Location identification entries:
_ _ _ _ _

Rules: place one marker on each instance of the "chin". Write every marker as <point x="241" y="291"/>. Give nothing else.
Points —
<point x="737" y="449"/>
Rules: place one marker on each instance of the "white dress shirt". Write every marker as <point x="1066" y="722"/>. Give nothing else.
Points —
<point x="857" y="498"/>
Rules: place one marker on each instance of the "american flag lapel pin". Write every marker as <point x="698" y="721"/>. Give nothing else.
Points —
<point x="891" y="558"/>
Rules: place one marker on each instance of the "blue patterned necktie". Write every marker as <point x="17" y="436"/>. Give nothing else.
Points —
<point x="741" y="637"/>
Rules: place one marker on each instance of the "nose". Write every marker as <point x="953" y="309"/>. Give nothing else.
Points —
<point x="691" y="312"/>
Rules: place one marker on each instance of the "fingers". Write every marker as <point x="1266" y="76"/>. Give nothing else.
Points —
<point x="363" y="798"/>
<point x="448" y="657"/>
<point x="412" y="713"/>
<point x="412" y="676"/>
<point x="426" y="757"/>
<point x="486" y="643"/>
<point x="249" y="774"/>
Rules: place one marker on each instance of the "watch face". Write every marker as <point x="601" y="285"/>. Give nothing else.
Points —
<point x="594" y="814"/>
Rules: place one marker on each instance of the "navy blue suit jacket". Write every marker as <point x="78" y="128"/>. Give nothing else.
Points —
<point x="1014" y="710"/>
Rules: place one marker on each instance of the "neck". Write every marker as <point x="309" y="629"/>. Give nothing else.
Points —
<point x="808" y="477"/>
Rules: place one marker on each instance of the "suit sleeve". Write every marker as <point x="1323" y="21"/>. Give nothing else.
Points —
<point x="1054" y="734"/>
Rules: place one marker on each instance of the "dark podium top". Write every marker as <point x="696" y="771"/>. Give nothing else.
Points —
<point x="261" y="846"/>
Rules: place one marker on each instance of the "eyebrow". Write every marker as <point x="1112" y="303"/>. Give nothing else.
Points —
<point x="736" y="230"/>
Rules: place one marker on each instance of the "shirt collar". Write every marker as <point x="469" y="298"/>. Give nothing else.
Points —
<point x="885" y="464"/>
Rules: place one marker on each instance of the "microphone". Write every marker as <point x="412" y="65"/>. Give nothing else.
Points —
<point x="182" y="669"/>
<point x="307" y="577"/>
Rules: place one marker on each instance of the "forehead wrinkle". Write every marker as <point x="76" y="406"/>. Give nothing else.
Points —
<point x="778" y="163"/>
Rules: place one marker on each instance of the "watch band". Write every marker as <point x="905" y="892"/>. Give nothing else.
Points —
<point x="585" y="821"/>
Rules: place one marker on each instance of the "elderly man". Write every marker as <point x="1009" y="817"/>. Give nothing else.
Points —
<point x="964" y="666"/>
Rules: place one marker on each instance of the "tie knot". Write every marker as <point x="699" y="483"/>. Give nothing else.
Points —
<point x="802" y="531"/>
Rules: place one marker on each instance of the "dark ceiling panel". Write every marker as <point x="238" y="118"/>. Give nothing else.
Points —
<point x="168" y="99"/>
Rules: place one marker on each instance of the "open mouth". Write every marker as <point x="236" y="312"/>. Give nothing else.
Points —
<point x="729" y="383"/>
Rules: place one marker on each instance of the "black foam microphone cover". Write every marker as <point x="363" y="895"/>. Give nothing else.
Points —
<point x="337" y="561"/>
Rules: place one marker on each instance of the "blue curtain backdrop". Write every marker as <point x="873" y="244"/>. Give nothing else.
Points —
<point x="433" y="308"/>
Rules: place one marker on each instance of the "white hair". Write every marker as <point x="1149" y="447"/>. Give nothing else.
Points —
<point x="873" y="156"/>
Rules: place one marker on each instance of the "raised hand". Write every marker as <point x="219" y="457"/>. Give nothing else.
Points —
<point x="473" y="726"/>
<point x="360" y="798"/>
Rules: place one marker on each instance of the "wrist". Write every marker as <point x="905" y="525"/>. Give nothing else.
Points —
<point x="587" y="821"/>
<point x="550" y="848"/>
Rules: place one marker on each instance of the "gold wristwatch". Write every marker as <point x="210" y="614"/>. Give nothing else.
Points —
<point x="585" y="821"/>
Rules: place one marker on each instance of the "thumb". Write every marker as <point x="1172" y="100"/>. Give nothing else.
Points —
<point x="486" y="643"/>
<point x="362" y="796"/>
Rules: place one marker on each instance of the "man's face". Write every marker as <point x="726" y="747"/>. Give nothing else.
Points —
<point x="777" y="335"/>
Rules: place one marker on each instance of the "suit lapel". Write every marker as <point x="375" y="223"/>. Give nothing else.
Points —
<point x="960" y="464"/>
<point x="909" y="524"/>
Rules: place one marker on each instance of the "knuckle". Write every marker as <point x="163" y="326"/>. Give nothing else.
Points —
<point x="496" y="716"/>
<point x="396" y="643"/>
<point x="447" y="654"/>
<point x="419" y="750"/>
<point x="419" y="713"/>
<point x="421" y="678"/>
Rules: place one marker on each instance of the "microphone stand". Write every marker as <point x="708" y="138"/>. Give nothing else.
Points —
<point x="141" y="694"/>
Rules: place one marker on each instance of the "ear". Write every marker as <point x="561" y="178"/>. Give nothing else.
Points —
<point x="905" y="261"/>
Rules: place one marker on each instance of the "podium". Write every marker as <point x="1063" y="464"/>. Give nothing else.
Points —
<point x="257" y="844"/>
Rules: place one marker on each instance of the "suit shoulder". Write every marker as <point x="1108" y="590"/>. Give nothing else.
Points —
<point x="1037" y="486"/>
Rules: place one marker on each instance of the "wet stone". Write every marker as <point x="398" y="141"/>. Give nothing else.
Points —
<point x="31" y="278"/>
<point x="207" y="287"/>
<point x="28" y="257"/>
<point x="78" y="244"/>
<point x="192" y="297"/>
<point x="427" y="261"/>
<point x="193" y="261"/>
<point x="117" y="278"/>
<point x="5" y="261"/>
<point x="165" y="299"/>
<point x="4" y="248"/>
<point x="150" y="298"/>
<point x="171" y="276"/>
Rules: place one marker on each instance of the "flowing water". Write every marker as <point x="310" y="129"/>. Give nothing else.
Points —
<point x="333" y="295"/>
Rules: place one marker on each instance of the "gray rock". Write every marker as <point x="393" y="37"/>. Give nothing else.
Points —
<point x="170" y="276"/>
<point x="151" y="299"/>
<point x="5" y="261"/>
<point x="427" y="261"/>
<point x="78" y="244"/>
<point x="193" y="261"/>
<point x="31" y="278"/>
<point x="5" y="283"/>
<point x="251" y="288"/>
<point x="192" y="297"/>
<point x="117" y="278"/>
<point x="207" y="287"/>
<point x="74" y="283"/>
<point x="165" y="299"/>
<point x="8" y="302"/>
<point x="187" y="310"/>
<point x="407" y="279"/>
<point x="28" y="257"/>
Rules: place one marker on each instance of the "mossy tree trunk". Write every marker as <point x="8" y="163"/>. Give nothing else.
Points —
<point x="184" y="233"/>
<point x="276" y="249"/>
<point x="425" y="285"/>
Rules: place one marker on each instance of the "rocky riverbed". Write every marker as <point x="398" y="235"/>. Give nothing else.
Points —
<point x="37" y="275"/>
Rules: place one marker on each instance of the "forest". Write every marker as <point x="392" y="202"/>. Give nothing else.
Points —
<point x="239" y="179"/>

_ _ _ _ _

EXERCISE
Return the listing above in full, character for character.

WORKED SOLUTION
Rules: place one marker on each instance of the "chin". Write every marker as <point x="241" y="291"/>. Give nothing else.
Points —
<point x="737" y="449"/>
Rules: place one marker on each instance of the "white dress shirt". Write every marker as <point x="1066" y="722"/>. Give nothing else.
Points —
<point x="857" y="498"/>
Rules: place one marker on each instance of the "american flag lapel pin". Write every marker as <point x="698" y="721"/>. Give nothing else.
Points —
<point x="891" y="558"/>
Rules: place one marker on each instance of the "blue patterned necktie". Write every marker as <point x="17" y="436"/>. Give nothing else.
Points —
<point x="741" y="637"/>
Rules: place one marker on each instance of the "nose". Write every marker as <point x="953" y="309"/>. Give nothing else.
Points —
<point x="691" y="312"/>
Rules: place one marker on each instance of the "fingers". Write every marker as <point x="1266" y="76"/>. Give nothing else.
Points —
<point x="363" y="798"/>
<point x="448" y="657"/>
<point x="412" y="713"/>
<point x="412" y="676"/>
<point x="426" y="757"/>
<point x="486" y="643"/>
<point x="249" y="774"/>
Rules: place one marker on each instance of the "watch face". Write every marker as <point x="601" y="285"/>. Give nothing else.
Points —
<point x="594" y="814"/>
Rules: place one marker on each instance of the "navy blue suit jacket". Write every marker as <point x="78" y="128"/>. Give nothing else.
Points —
<point x="1014" y="710"/>
Rules: place one marker on each instance of the "neck". Write every marker as <point x="309" y="629"/>. Give nothing else.
Points —
<point x="808" y="477"/>
Rules: place one marker on each instance of the "suit sleeve". Write every marker as <point x="1323" y="21"/>. Give nothing else.
Points —
<point x="1054" y="734"/>
Rules: place one marker on each instance of the "dark podium top". Write every marker as <point x="696" y="771"/>. Give nothing else.
Points —
<point x="261" y="846"/>
Rules: place one marker on each instance of the "eyebrow". Write every marker as <point x="1112" y="303"/>. Give nothing else.
Points —
<point x="736" y="230"/>
Rules: place one marker on each instance of the "shirt collar". Write every marker as <point x="469" y="298"/>. Give nothing else.
Points —
<point x="885" y="464"/>
Rules: place one marker on each instance of the "microphone". Write every marker as <point x="412" y="65"/>. Give nothing else.
Points —
<point x="182" y="669"/>
<point x="307" y="577"/>
Rules: place one marker on each instance of the "forehead wrinkle". Write every marker as <point x="76" y="406"/>. Give nothing else.
Points —
<point x="778" y="163"/>
Rules: place one marker on each instance of the "watch band". Write every marker as <point x="905" y="892"/>. Give nothing else.
Points —
<point x="585" y="821"/>
Rules: place one marker on each instance of the "elderly man". Write every marker as <point x="1009" y="817"/>. Give nothing else.
Points —
<point x="964" y="666"/>
Rules: place one marker on each instance of the "tie knot". Write every marker as <point x="699" y="483"/>. Give nothing else.
Points —
<point x="802" y="531"/>
Rules: place one marker on each instance of the "dark ceiling panel". Write every marker as <point x="238" y="118"/>. Give nothing else.
Points —
<point x="168" y="99"/>
Rules: place one marker on each instance of the "open mouth". Write every marker as <point x="236" y="312"/>. Give nothing else.
Points —
<point x="729" y="383"/>
Rules: place one marker on each instance of the "black foam microphone cover". Write every marker as <point x="363" y="895"/>. Give nothing else.
Points —
<point x="337" y="561"/>
Rules: place one marker on each instance of the "blue curtain backdrop". Write every marker as <point x="873" y="244"/>. Give nothing else.
Points —
<point x="433" y="308"/>
Rules: place one marker on each instance of the "white hair". Write every marker as <point x="1149" y="447"/>. Give nothing else.
Points —
<point x="873" y="156"/>
Rules: place one marker on each instance of the "raised hand". Write every marker as <point x="219" y="457"/>. Give nothing else.
Points —
<point x="473" y="726"/>
<point x="360" y="798"/>
Rules: place one marker on each instance of the "wrist". Write every marker as <point x="905" y="525"/>. Give nothing else.
Points —
<point x="587" y="821"/>
<point x="550" y="848"/>
Rules: place one marker on each instance of the "gold wristwatch". Write every marker as <point x="210" y="614"/>. Give nothing else.
Points —
<point x="585" y="821"/>
Rules: place one marker on each instance of the "thumb". Write every marker as <point x="1172" y="100"/>. Give nothing else.
Points —
<point x="486" y="643"/>
<point x="362" y="796"/>
Rules: place one marker on each instance of the "man's face". Write every marker as <point x="726" y="747"/>. Give nothing else.
Points —
<point x="777" y="335"/>
Rules: place one marker on each instance of the "suit lapel". Write every marker as <point x="375" y="223"/>. Give nothing else.
Points —
<point x="960" y="464"/>
<point x="909" y="524"/>
Rules: place one marker on each instance of the "knuckle". Write every marker as <point x="163" y="326"/>. Give nothing else.
Points —
<point x="496" y="716"/>
<point x="396" y="643"/>
<point x="447" y="654"/>
<point x="419" y="750"/>
<point x="419" y="713"/>
<point x="421" y="678"/>
Rules: place one marker on each instance of the "microphone stand". Write every marker as <point x="708" y="138"/>. Give nothing else.
Points —
<point x="141" y="694"/>
Rules: place one marker on each instance of the "ear". Write every marker as <point x="561" y="178"/>. Give nothing else.
Points —
<point x="905" y="261"/>
Rules: place one marker on each instance of the "podium". Write every marker as <point x="1063" y="464"/>. Give nothing else.
Points —
<point x="257" y="844"/>
Rules: place one marker on each instance of the "suit shoulder". Write every marker as <point x="1108" y="590"/>. Give nothing else.
Points —
<point x="1037" y="486"/>
Rules: place one marker on each instance of the "wet stone". Write every marker as <point x="398" y="141"/>. Give nothing else.
Points —
<point x="31" y="278"/>
<point x="207" y="287"/>
<point x="28" y="257"/>
<point x="78" y="244"/>
<point x="192" y="297"/>
<point x="427" y="261"/>
<point x="193" y="261"/>
<point x="117" y="278"/>
<point x="5" y="261"/>
<point x="165" y="299"/>
<point x="4" y="248"/>
<point x="150" y="298"/>
<point x="171" y="276"/>
Rules: place one marker on each instance of the "flowing water". Write every marker as <point x="310" y="129"/>. Give nothing else.
Points —
<point x="333" y="295"/>
Rules: place one marker on each instance of the "gray rock". Write every marker as <point x="393" y="37"/>. Give nothing else.
Points —
<point x="170" y="276"/>
<point x="151" y="299"/>
<point x="5" y="261"/>
<point x="427" y="261"/>
<point x="78" y="244"/>
<point x="193" y="261"/>
<point x="31" y="278"/>
<point x="5" y="283"/>
<point x="251" y="288"/>
<point x="192" y="297"/>
<point x="117" y="278"/>
<point x="207" y="287"/>
<point x="74" y="283"/>
<point x="165" y="299"/>
<point x="8" y="302"/>
<point x="187" y="310"/>
<point x="407" y="279"/>
<point x="28" y="257"/>
Rules: place one marker on each instance of the "mossy tree trunk". Write every marker as <point x="8" y="163"/>. Give nothing else.
Points —
<point x="184" y="233"/>
<point x="276" y="249"/>
<point x="425" y="285"/>
Rules: place one marker on each instance of the "rocky riverbed". Write every marker as <point x="398" y="235"/>. Give nothing else.
Points —
<point x="37" y="275"/>
Rules: place one marker on each instance of the "forest". Write every marker as <point x="392" y="202"/>. Give nothing else.
Points —
<point x="239" y="179"/>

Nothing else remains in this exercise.